[SUPPLIED DATA]:
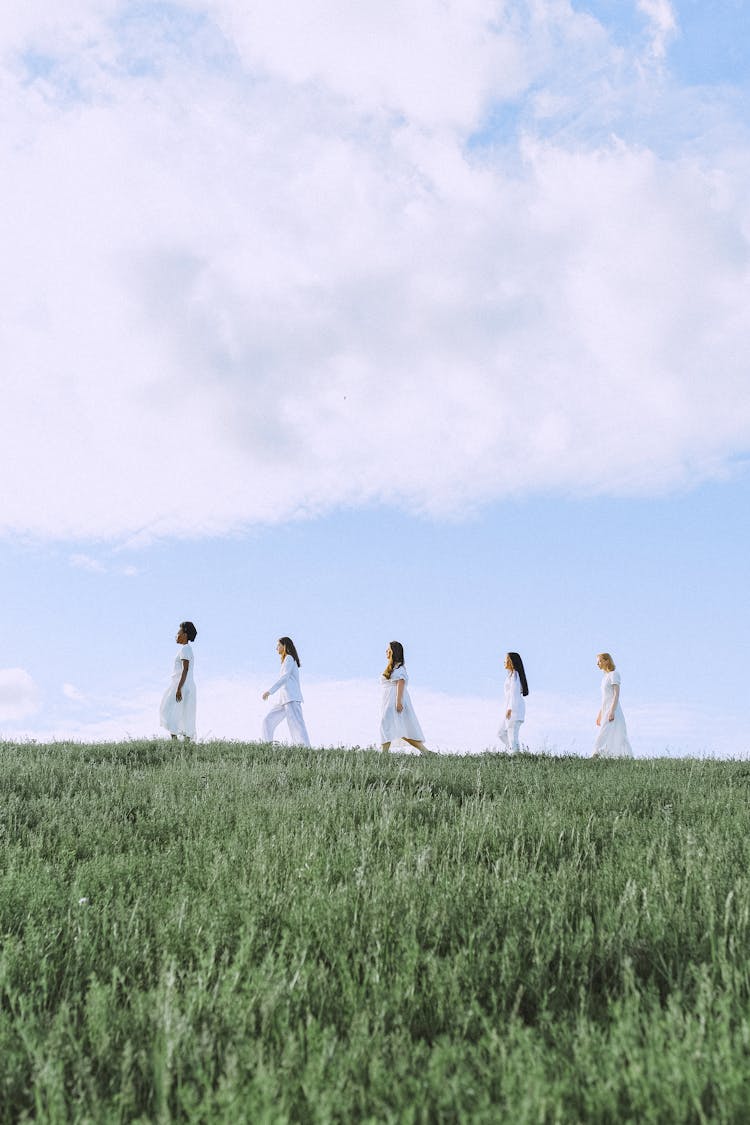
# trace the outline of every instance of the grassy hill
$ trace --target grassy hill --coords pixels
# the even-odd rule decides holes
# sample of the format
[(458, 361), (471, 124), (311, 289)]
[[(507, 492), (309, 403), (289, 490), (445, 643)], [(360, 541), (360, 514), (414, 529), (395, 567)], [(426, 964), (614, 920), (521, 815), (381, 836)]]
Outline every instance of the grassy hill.
[(0, 746), (0, 1120), (745, 1122), (750, 766)]

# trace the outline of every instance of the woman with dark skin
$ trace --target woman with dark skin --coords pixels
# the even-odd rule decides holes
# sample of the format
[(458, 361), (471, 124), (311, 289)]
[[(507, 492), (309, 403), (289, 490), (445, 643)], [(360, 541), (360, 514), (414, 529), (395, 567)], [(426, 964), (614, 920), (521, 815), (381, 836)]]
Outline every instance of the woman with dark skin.
[(161, 725), (172, 738), (182, 734), (187, 742), (195, 738), (195, 679), (192, 642), (198, 630), (192, 621), (180, 622), (175, 640), (180, 646), (172, 669), (172, 679), (159, 709)]

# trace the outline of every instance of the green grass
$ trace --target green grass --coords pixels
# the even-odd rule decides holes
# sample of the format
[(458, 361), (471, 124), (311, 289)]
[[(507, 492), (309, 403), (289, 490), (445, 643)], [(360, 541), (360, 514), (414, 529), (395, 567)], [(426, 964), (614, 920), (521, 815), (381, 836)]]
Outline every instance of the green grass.
[(748, 1120), (746, 764), (5, 744), (0, 781), (0, 1121)]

[PROBLEM REQUIREMENTS]: Reprint exactly, and only, the lines running from the one containing "Outline every instance of the woman" through the last line of the listing above.

[WRITTEN ANSWER]:
Outline every instance of the woman with dark skin.
[(161, 725), (172, 738), (182, 734), (187, 742), (195, 738), (195, 679), (192, 642), (198, 630), (192, 621), (180, 622), (175, 640), (180, 646), (172, 669), (172, 679), (159, 709)]

# trace the outline of every instance of the green grass
$ trace --target green grass --coords pixels
# the even-odd rule decides holes
# sample of the format
[(458, 361), (471, 124), (311, 289)]
[[(507, 492), (309, 403), (289, 490), (445, 643)], [(360, 541), (360, 514), (414, 529), (395, 567)], [(426, 964), (614, 920), (521, 815), (381, 836)]]
Outline every instance of the green grass.
[(748, 1120), (746, 764), (5, 744), (0, 781), (0, 1121)]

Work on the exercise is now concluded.